Is this a human rights violation?
Published 2:21 pm Friday, July 4, 2014
The United Nations last week accused the city of Detroit of violating residents’ human rights by disconnecting water service when residents failed to pay their bills.
The potential of human rights violations by American cities, including Troy (monthly utility bills warn of disconnection for failure to pay), should concern us all. The story affords a demonstration of the conflict between economic rights and personal freedom.
The U.N. only alleged that shutting off service for residents who could not afford to pay violated human rights. It would be acceptable for Detroit to terminate the service of customers who could afford to pay, but choose not to pay their water bills, presumably only until they pay their past due bills.
Article #25 of the U.N. Universal Declaration of Human Rights asserts a right to a standard of living adequate for health. Access to safe drinking water is indisputably important for public health, and was critical in ending deadly outbreaks of cholera throughout the course of our nation’s history. Consequently denying poor residents access permanently to municipal water and sewer service would affect their ability to live healthy lives.

Image-backed grounding data:
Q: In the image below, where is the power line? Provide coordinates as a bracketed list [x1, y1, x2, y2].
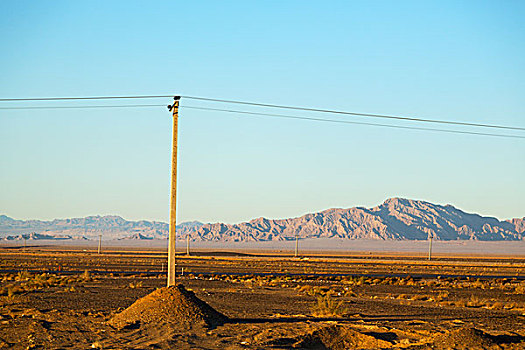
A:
[0, 104, 166, 110]
[181, 105, 525, 139]
[0, 95, 173, 102]
[181, 96, 525, 131]
[0, 100, 525, 139]
[0, 95, 525, 131]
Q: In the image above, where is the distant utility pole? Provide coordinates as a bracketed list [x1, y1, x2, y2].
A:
[428, 235, 432, 260]
[294, 233, 299, 258]
[168, 96, 180, 287]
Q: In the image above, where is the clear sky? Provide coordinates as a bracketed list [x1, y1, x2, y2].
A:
[0, 0, 525, 223]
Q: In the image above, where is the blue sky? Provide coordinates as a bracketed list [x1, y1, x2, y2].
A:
[0, 1, 525, 222]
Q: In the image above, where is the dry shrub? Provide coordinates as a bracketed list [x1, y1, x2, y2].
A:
[312, 295, 348, 317]
[466, 295, 487, 307]
[128, 281, 142, 289]
[514, 284, 525, 294]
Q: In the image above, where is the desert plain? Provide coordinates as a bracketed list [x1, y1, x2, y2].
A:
[0, 245, 525, 349]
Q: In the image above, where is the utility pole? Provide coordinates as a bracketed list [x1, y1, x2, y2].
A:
[294, 233, 299, 258]
[428, 235, 432, 260]
[168, 96, 180, 287]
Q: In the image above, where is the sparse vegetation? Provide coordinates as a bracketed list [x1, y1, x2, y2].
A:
[312, 295, 348, 317]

What you are asked to do: Reproduce the full text of the piece on Detroit's water shutoffs, word for word.

Answer space:
Is this a human rights violation?
Published 2:21 pm Friday, July 4, 2014
The United Nations last week accused the city of Detroit of violating residents’ human rights by disconnecting water service when residents failed to pay their bills.
The potential of human rights violations by American cities, including Troy (monthly utility bills warn of disconnection for failure to pay), should concern us all. The story affords a demonstration of the conflict between economic rights and personal freedom.
The U.N. only alleged that shutting off service for residents who could not afford to pay violated human rights. It would be acceptable for Detroit to terminate the service of customers who could afford to pay, but choose not to pay their water bills, presumably only until they pay their past due bills.
Article #25 of the U.N. Universal Declaration of Human Rights asserts a right to a standard of living adequate for health. Access to safe drinking water is indisputably important for public health, and was critical in ending deadly outbreaks of cholera throughout the course of our nation’s history. Consequently denying poor residents access permanently to municipal water and sewer service would affect their ability to live healthy lives.